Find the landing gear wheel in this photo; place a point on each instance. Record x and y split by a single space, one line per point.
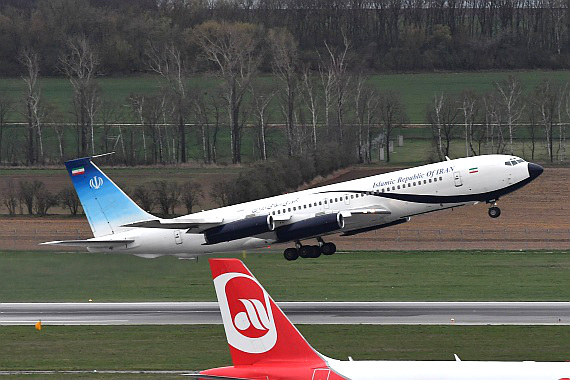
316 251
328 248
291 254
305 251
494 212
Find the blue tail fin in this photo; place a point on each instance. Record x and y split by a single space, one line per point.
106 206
━━━━━━
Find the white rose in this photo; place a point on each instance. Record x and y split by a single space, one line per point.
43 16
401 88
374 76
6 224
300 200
━━━━━━
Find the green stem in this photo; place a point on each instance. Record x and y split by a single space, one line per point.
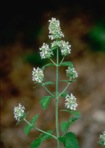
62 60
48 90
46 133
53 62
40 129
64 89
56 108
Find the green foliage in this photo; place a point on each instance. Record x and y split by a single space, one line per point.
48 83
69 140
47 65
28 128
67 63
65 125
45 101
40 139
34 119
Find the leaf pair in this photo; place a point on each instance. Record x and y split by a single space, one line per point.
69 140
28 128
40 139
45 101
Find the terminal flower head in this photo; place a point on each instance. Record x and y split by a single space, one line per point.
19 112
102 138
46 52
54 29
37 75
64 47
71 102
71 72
━━━━━━
*REQUIRED WORK*: Return every line of the records above that contains the word "green", copied unchanged. Case counts.

*TASK RESULT*:
Find the green stem in this photo; place a point on each instance. Record x and y split by a single space, one line per point.
Find the green foliage in this photo; place a point on each instance. Record x and y split by a single space, one line per point.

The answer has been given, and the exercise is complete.